**Exercise details:** Can you extract all of the lines below word for word, leaving out the pictures?

**Input data:**
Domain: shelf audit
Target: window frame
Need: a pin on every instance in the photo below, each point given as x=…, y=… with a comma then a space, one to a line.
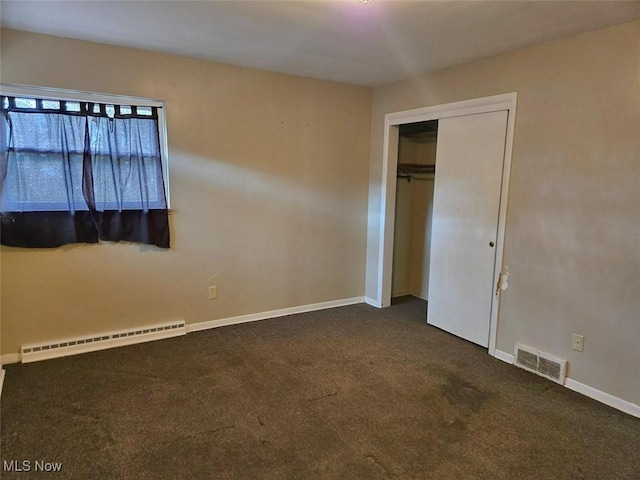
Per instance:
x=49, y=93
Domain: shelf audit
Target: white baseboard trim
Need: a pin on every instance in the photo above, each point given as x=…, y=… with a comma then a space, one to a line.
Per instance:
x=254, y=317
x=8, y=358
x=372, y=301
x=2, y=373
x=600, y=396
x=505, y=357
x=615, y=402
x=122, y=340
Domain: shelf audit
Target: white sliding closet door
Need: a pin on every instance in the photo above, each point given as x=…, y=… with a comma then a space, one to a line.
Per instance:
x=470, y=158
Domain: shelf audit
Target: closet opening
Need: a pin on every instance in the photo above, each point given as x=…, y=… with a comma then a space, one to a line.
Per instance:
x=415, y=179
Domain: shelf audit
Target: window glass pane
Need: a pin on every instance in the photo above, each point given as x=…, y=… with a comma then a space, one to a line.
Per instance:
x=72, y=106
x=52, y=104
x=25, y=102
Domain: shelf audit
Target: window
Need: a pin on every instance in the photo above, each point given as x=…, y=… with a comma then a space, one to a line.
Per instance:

**Solved exercise:**
Domain: shelf audit
Target: window frame
Need: a pin on every instance in the photo below, each point given as x=…, y=… with a comma then a space, one to a line.
Per instance:
x=49, y=93
Domain: shelf audit
Target: white baseboard trim
Need: a pin on every instance in the photo above, each point given as x=…, y=… with a comma then a space, one to a line.
Per instance:
x=254, y=317
x=8, y=358
x=372, y=301
x=2, y=373
x=600, y=396
x=505, y=357
x=615, y=402
x=122, y=340
Domain: shelf audit
Target: white sliding closet door
Need: a pin on every instance in the photo above, each point given as x=…, y=… with a comma then a space, one to a line.
Per instance:
x=470, y=158
Domain: shelf audit
Target: closet opening
Need: a pin on every instance in the photo above, each point given as x=…, y=… with a comma then a space, one to a line.
Per instance:
x=415, y=179
Domain: shelf audit
Target: window glass pane
Need: a pin on every instance in the photo above, each point given as x=…, y=… with a comma then a space, one to a line.
Per instance:
x=72, y=106
x=52, y=104
x=25, y=102
Domain: shelf audit
Target: window
Need: a pin on every instance in the photo above, each point given as x=…, y=… with a comma then a space, one to a line.
Per instance:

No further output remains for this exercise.